■ **Tarefa proposta**
Coloque todos os registros abaixo em uma lista JSON de strings, com uma string para cada linha e sem as linhas em branco. Deixe as imagens fora da resposta.
----
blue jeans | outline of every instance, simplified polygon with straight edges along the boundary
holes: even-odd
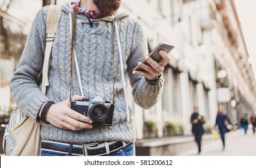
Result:
[[[41,156],[67,156],[67,154],[41,151]],[[134,143],[128,145],[123,149],[117,150],[115,152],[109,154],[108,156],[135,156],[135,145]]]
[[[219,127],[219,133],[221,134],[221,140],[223,143],[223,147],[225,148],[225,134],[227,131],[226,127]]]
[[[245,134],[247,134],[247,130],[248,129],[248,125],[243,125],[242,126],[242,127],[243,128],[243,130],[245,131]]]

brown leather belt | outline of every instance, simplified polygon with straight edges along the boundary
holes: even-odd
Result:
[[[57,142],[42,140],[41,150],[65,154],[72,155],[105,155],[117,151],[132,143],[121,141],[92,143],[83,145],[75,145]]]

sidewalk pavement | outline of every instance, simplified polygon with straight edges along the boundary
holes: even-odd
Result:
[[[177,156],[256,156],[256,134],[249,130],[247,134],[239,129],[226,134],[226,146],[222,151],[222,143],[218,134],[216,140],[212,140],[207,143],[202,142],[202,151],[197,154],[194,148]]]
[[[176,149],[176,154],[173,155],[175,156],[256,156],[256,134],[253,134],[251,130],[248,130],[246,135],[242,130],[233,131],[227,133],[225,138],[226,148],[222,151],[222,144],[219,134],[216,140],[213,139],[212,134],[204,135],[202,140],[202,151],[200,154],[197,154],[197,146],[193,136],[163,138],[162,142],[153,141],[152,139],[147,140],[146,143],[151,147],[160,145],[159,143],[165,146],[162,144],[165,142],[166,144],[177,143],[186,147],[184,148],[186,150],[183,150],[180,148],[178,149],[171,148],[172,150]],[[187,148],[187,143],[190,144],[189,148]],[[0,156],[4,155],[4,154],[0,154]]]

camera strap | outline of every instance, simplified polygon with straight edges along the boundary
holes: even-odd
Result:
[[[83,90],[82,88],[82,82],[81,82],[81,78],[79,72],[79,68],[78,67],[76,52],[75,50],[75,38],[76,35],[76,5],[77,4],[75,5],[74,10],[73,11],[72,16],[71,16],[71,14],[69,13],[69,17],[70,17],[70,35],[71,35],[71,40],[72,40],[72,46],[71,46],[71,49],[72,49],[72,53],[71,53],[71,74],[70,74],[70,102],[72,101],[72,79],[73,79],[73,69],[74,69],[74,64],[76,65],[76,72],[78,74],[78,77],[79,80],[79,84],[81,90],[81,95],[84,96]],[[72,20],[72,23],[70,23],[70,20]],[[114,33],[114,29],[115,29],[115,17],[112,16],[112,67],[113,67],[113,98],[112,98],[112,104],[114,105],[115,103],[115,67],[114,67],[114,57],[115,57],[115,33]]]
[[[71,34],[71,73],[70,78],[70,96],[69,101],[72,101],[72,78],[74,69],[74,62],[75,62],[75,38],[76,37],[76,4],[75,5],[74,10],[72,14],[72,34]]]

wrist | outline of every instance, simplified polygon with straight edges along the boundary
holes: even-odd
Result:
[[[52,101],[49,101],[46,102],[45,104],[44,104],[43,107],[42,107],[42,110],[41,111],[41,113],[39,113],[40,116],[40,120],[41,121],[42,121],[44,123],[49,123],[47,121],[46,121],[46,114],[47,112],[48,112],[49,109],[50,109],[50,106],[52,106],[52,105],[55,104],[55,103]]]
[[[148,78],[145,77],[145,79],[147,83],[148,84],[151,85],[156,85],[158,83],[158,81],[159,81],[159,79],[161,77],[161,76],[162,76],[162,74],[159,74],[159,76],[157,76],[157,77],[156,77],[154,78],[148,79]]]

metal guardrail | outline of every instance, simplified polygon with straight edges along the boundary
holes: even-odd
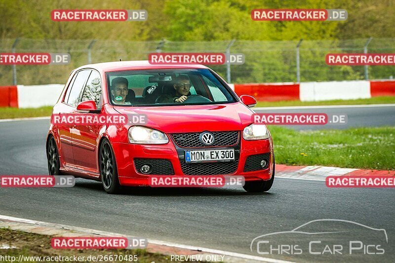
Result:
[[[153,52],[243,53],[245,63],[210,66],[229,82],[300,82],[392,78],[395,66],[328,66],[329,53],[395,53],[395,38],[210,41],[100,39],[0,39],[0,52],[69,53],[66,65],[0,66],[0,85],[65,83],[70,72],[91,63],[146,60]],[[17,76],[18,77],[17,78]]]

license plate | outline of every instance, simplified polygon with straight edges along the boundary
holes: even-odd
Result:
[[[185,161],[187,162],[234,160],[234,149],[185,151]]]

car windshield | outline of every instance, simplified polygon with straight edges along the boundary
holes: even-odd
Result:
[[[106,74],[117,106],[215,104],[236,101],[208,69],[130,70]]]

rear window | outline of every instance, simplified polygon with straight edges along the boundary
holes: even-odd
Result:
[[[160,106],[235,102],[208,69],[133,70],[106,74],[113,105]]]

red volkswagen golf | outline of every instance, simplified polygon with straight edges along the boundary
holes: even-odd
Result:
[[[267,191],[273,145],[266,125],[253,123],[256,103],[202,65],[80,67],[53,108],[49,174],[101,181],[110,193],[160,175],[242,176],[247,191]]]

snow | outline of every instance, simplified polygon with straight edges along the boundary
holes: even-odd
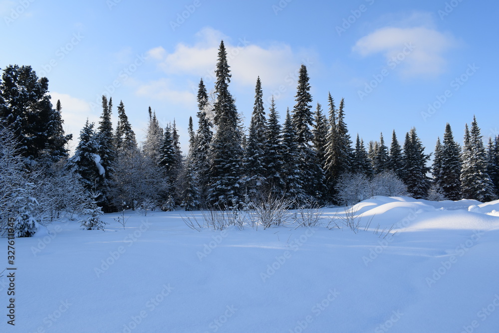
----
■ **Resolução do exercício**
[
  "blue jeans | outline of every instance, simplified polygon with straight edges along the boundary",
  "holes: even-odd",
  "Result:",
  "[[[41,156],[67,156],[67,154],[41,151]],[[134,143],[128,145],[123,149],[117,150],[115,152],[109,154],[108,156],[135,156],[135,145]]]",
  "[[[219,127],[219,133],[221,134],[221,140],[223,143],[223,147],[225,148],[225,134],[227,131],[226,127]]]",
  "[[[245,134],[247,134],[247,130],[248,129],[248,125],[243,125],[242,126],[242,127],[243,128],[243,130],[245,131]]]",
  "brown leather belt | outline of every instance, simplified polygon with straight edges along the boundary",
  "holes: even-odd",
  "Result:",
  "[[[57,142],[42,140],[41,150],[65,154],[72,155],[105,155],[117,151],[132,143],[121,141],[92,143],[83,145],[75,145]]]",
  "sidewalk pavement | outline of every instance, simplified polygon with straight edges along the boundary",
  "holes: even-odd",
  "Result:",
  "[[[177,156],[256,156],[256,134],[249,130],[247,134],[239,129],[226,134],[226,146],[222,151],[222,143],[218,134],[216,140],[212,140],[207,143],[202,142],[202,151],[197,154],[194,148]]]",
  "[[[176,149],[176,154],[173,155],[175,156],[256,156],[256,134],[253,134],[251,130],[248,130],[246,135],[242,130],[233,131],[227,133],[225,138],[226,148],[222,151],[222,144],[219,134],[216,140],[213,139],[212,134],[204,135],[202,140],[202,151],[200,154],[197,154],[197,146],[193,136],[163,138],[162,142],[153,141],[152,139],[147,140],[146,143],[151,147],[160,145],[159,143],[165,146],[162,144],[165,142],[166,144],[177,143],[186,147],[184,148],[186,150],[183,150],[180,148],[178,149],[171,148],[172,150]],[[187,148],[187,143],[190,144],[189,148]],[[0,156],[4,155],[4,154],[0,154]]]",
  "camera strap | outline of every instance, simplified polygon with straight edges along the boundary",
  "holes: even-odd",
  "Result:",
  "[[[83,90],[82,88],[82,82],[81,82],[81,78],[79,72],[79,68],[78,67],[76,52],[75,50],[75,38],[76,35],[76,5],[77,4],[75,5],[74,10],[73,11],[72,16],[71,16],[71,14],[69,13],[69,17],[70,17],[70,35],[71,35],[71,40],[72,40],[72,46],[71,46],[71,49],[72,49],[72,53],[71,53],[71,74],[70,74],[70,102],[72,101],[72,79],[73,79],[73,69],[74,69],[74,64],[76,65],[76,72],[78,74],[78,77],[79,80],[79,84],[81,90],[81,95],[84,96]],[[72,20],[72,23],[70,23],[70,20]],[[114,33],[114,29],[115,29],[115,17],[112,16],[112,67],[113,67],[113,98],[112,98],[112,104],[114,105],[115,103],[115,67],[114,67],[114,57],[115,57],[115,33]]]",
  "[[[71,34],[71,73],[70,78],[70,96],[69,101],[72,101],[72,78],[74,69],[74,62],[75,62],[75,38],[76,37],[76,4],[75,5],[74,10],[72,14],[72,34]]]",
  "wrist | outline of every instance, simplified polygon with straight edges along the boundary",
  "holes: even-odd",
  "Result:",
  "[[[52,101],[49,101],[46,102],[45,104],[44,104],[43,107],[42,107],[42,110],[41,111],[41,113],[39,113],[40,116],[40,120],[41,121],[42,121],[44,123],[49,123],[47,121],[46,121],[46,114],[47,112],[48,112],[49,109],[50,109],[50,106],[52,106],[52,105],[55,104],[55,103]]]",
  "[[[148,78],[145,77],[145,79],[147,83],[148,84],[151,85],[156,85],[158,83],[158,81],[159,81],[159,79],[161,77],[161,76],[162,76],[162,74],[159,74],[159,76],[157,76],[157,77],[156,77],[154,78],[148,79]]]",
  "metal guardrail | outline of every instance, simplified polygon with straight edges along the boundary",
  "holes: even-odd",
  "Result:",
  "[[[153,52],[243,53],[245,63],[210,66],[229,82],[300,82],[392,78],[395,66],[328,66],[329,53],[395,53],[395,38],[210,41],[100,39],[0,39],[0,52],[69,53],[66,65],[0,66],[0,85],[65,83],[70,72],[91,63],[146,60]],[[17,76],[18,77],[17,78]]]",
  "license plate | outline of every instance, simplified polygon with straight edges along the boundary",
  "holes: even-odd",
  "Result:",
  "[[[185,161],[187,162],[234,160],[234,149],[185,151]]]",
  "car windshield | outline of every instance, simplified polygon with straight edges along the boundary",
  "holes: even-odd",
  "Result:",
  "[[[106,74],[117,106],[215,104],[236,101],[208,69],[130,70]]]",
  "rear window | outline of every instance, simplified polygon with straight edges along the boundary",
  "holes: even-odd",
  "Result:",
  "[[[160,106],[235,102],[208,69],[133,70],[106,74],[113,105]]]",
  "red volkswagen golf | outline of every instance, simplified polygon with straight edges along the boundary",
  "holes: even-odd",
  "Result:",
  "[[[267,191],[273,145],[266,125],[253,123],[256,103],[202,65],[80,67],[53,108],[49,174],[101,181],[110,193],[160,175],[242,176],[247,191]]]",
  "snow | outline of every instance, simplified polygon with straight edges along the boundary",
  "holes: even-odd"
]